Arrange the lines of the material from the one containing "<item>illuminated building facade</item>" up to and including the one containing "[[[72,60],[91,62],[120,61],[120,38],[100,38],[75,55]]]" as a JSON list of strings, one string per line, leaving out any blank lines.

begin

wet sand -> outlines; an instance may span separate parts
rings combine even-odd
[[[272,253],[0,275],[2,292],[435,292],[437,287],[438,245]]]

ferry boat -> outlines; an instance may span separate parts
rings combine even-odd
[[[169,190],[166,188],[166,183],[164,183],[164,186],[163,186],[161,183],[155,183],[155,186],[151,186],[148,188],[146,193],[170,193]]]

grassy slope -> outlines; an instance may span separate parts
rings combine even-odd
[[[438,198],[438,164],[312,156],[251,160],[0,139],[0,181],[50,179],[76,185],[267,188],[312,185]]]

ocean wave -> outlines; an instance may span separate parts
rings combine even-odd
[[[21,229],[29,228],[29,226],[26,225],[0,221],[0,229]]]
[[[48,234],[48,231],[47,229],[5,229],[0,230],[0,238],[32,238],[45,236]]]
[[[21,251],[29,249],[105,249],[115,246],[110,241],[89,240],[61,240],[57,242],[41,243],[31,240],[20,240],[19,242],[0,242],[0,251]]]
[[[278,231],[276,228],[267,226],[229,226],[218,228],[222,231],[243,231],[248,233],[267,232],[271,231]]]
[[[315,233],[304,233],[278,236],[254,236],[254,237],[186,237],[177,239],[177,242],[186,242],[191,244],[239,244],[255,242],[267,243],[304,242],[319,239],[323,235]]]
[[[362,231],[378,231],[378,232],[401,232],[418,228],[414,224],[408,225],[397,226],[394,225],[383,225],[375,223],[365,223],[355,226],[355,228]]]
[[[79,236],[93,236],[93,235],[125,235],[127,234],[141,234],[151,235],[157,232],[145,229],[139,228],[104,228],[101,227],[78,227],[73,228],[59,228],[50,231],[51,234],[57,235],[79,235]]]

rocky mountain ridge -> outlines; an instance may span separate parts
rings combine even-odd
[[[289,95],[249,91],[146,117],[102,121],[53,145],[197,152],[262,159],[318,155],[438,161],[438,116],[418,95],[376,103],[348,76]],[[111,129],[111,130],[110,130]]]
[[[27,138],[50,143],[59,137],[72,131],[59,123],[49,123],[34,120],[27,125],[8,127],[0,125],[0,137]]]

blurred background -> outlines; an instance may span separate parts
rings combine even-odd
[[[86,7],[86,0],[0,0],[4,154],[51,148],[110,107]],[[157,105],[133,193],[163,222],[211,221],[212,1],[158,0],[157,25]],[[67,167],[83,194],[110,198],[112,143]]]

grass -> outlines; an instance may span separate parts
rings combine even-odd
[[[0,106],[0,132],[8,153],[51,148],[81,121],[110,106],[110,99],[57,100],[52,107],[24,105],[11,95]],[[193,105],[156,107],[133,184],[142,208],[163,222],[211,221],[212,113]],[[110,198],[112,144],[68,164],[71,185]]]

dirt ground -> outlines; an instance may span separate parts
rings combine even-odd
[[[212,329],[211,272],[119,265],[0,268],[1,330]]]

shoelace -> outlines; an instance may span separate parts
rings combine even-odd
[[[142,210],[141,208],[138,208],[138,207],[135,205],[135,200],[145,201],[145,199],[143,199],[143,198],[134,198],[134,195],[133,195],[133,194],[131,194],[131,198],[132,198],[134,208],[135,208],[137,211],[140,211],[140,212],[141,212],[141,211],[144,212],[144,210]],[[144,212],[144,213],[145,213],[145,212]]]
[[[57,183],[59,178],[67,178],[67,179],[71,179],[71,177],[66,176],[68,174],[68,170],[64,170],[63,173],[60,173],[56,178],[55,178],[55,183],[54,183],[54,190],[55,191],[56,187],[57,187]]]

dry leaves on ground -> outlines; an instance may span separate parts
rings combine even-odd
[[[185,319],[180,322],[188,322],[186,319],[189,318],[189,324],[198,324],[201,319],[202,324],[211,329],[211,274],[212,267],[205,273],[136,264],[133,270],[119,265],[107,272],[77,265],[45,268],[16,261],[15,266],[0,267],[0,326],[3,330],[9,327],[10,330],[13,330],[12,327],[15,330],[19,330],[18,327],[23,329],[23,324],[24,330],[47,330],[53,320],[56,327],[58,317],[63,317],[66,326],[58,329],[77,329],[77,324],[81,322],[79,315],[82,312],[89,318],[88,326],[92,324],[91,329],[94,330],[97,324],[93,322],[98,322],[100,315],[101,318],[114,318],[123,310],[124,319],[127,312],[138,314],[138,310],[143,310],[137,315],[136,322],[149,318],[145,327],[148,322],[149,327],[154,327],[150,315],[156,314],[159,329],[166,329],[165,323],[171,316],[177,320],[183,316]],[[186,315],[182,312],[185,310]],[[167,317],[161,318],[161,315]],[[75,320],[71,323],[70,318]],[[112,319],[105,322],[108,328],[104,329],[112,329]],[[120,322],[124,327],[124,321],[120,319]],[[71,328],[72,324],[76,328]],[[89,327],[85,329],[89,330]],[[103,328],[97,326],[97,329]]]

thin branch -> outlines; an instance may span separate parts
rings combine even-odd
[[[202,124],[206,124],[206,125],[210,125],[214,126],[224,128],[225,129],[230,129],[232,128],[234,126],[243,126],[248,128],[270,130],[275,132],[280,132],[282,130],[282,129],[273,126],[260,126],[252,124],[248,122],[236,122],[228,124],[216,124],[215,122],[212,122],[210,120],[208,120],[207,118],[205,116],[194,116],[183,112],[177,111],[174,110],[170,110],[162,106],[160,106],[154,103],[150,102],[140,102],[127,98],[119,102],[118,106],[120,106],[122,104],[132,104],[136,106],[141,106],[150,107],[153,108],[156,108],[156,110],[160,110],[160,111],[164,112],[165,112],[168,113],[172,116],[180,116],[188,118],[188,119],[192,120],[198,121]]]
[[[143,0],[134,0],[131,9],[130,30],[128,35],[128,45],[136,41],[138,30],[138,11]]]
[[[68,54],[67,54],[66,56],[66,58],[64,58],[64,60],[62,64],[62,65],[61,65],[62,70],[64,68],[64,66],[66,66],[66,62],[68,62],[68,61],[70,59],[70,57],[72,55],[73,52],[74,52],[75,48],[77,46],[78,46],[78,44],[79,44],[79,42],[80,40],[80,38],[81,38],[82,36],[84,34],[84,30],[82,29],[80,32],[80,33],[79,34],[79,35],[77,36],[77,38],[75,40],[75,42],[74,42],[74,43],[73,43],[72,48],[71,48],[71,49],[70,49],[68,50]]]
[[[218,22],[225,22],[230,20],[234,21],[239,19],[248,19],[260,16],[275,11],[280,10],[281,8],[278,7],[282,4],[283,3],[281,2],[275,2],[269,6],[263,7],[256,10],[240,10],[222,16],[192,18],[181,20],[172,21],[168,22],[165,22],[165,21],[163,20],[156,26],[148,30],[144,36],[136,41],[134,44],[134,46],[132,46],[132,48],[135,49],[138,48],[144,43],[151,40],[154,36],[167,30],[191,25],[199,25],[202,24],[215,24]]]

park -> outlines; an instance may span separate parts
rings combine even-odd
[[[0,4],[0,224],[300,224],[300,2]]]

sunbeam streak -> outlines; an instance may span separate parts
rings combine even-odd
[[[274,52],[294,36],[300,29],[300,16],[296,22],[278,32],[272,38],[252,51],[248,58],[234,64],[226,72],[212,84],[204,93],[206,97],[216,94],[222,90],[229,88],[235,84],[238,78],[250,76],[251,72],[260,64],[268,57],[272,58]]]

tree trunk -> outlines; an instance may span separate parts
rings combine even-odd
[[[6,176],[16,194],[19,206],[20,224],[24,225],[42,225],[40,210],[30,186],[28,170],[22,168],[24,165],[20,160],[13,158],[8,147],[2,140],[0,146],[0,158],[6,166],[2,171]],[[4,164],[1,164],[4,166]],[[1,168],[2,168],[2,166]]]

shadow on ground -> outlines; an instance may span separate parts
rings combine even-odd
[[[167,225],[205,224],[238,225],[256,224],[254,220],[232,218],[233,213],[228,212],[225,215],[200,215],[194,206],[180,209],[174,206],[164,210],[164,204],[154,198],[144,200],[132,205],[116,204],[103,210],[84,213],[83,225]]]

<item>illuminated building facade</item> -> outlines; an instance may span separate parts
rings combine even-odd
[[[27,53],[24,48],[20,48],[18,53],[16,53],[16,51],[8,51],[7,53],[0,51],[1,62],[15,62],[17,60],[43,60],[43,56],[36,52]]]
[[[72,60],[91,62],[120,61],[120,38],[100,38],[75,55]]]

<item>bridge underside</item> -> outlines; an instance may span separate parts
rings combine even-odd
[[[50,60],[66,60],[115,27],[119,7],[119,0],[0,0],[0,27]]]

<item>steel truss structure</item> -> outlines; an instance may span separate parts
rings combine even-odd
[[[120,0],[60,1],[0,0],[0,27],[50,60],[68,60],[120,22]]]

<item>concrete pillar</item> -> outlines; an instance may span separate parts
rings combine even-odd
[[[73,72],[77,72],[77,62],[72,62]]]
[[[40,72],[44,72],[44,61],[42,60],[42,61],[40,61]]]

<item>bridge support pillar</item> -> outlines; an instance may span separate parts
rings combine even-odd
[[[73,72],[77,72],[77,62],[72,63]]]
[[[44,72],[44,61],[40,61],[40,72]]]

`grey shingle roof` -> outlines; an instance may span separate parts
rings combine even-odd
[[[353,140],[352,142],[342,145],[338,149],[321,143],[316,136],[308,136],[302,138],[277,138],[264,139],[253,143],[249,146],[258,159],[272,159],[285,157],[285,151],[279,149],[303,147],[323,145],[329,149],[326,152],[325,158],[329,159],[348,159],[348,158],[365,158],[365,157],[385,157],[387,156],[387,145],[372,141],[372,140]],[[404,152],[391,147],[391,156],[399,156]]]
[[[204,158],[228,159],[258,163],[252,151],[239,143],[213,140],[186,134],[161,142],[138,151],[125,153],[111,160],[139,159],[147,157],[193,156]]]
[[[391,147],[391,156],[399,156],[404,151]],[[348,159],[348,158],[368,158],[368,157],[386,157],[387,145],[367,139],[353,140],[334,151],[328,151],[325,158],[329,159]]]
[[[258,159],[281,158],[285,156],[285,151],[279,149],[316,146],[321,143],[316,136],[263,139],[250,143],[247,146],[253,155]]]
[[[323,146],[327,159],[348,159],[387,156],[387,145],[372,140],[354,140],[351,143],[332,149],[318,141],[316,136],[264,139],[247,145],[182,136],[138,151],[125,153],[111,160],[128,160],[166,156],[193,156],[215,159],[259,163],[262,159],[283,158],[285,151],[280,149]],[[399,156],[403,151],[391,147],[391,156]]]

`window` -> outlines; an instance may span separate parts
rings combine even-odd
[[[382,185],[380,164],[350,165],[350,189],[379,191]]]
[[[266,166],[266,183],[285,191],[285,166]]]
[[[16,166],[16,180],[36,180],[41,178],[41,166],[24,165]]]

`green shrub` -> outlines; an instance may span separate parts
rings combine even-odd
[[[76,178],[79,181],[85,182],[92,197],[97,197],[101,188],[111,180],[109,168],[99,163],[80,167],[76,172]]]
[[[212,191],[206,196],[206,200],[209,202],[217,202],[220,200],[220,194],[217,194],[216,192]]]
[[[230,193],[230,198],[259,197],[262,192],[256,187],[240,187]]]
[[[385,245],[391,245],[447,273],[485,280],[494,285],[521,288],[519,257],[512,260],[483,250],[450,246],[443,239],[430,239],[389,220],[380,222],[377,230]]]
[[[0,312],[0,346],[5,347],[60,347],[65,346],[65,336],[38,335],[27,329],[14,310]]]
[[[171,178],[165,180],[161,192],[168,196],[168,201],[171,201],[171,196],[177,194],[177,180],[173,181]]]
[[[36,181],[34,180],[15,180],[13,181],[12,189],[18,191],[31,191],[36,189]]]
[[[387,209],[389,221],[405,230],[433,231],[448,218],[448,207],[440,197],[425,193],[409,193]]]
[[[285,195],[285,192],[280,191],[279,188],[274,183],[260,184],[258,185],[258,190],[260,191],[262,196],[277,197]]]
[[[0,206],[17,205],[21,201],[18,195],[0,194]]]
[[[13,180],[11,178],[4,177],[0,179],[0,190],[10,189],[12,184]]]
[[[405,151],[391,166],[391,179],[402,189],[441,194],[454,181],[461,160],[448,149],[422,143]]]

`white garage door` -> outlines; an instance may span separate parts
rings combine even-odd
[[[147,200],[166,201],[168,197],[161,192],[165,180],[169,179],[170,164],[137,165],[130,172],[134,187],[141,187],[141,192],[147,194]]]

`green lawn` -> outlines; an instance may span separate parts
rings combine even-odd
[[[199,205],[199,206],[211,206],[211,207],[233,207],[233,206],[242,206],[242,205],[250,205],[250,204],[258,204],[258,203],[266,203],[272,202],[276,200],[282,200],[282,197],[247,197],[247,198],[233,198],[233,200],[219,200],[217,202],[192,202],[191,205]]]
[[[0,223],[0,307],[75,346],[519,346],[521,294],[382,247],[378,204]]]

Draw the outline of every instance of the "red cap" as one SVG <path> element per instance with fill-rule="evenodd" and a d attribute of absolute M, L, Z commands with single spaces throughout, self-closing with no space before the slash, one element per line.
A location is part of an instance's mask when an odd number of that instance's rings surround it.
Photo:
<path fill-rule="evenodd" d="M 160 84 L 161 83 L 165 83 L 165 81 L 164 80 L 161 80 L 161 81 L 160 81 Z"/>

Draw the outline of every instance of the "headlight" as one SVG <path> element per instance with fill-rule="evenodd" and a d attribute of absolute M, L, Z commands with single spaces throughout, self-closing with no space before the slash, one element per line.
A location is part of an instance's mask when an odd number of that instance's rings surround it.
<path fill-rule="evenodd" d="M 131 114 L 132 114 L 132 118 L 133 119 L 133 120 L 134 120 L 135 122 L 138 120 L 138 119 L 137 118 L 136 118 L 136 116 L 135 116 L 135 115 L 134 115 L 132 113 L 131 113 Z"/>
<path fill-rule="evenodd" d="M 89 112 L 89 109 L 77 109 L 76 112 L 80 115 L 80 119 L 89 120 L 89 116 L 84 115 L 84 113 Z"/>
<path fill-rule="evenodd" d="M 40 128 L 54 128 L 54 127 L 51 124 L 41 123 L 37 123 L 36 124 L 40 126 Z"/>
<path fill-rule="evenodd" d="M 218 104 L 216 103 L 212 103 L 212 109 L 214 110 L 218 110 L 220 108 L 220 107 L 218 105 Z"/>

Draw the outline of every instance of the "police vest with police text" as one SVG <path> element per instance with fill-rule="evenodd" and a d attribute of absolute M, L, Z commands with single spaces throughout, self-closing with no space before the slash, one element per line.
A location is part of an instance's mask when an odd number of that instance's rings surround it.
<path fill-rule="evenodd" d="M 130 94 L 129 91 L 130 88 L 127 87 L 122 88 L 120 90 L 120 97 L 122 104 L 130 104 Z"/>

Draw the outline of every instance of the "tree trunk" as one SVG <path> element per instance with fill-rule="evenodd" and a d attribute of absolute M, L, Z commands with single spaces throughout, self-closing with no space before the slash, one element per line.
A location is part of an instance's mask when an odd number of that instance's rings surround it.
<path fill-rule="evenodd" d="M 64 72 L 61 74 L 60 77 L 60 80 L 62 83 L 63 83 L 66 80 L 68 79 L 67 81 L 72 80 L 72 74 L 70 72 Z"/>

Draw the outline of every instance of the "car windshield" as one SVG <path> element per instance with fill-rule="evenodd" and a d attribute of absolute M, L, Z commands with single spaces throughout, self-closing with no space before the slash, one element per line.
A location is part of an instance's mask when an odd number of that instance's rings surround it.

end

COMPLETED TASK ->
[
  "<item>illuminated building facade</item> -> outlines; an instance may span separate parts",
  "rings combine even-odd",
  "[[[27,53],[24,48],[20,48],[18,53],[16,53],[16,51],[8,51],[7,53],[0,51],[1,62],[15,62],[17,60],[43,60],[43,56],[36,52]]]",
  "[[[72,60],[91,62],[120,61],[120,38],[100,38],[75,55]]]"
]